SET TASK »
Copy out the material below line for line, without changing anything.

PROVIDED RECORDS »
———

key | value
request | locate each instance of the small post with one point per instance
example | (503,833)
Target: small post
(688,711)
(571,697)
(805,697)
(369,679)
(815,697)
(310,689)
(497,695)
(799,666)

———

RESULT OF THIS TASK »
key | value
request | locate each instance of the small post with one point per instance
example | (503,833)
Target: small post
(688,711)
(571,697)
(805,697)
(369,679)
(815,697)
(310,689)
(497,695)
(799,666)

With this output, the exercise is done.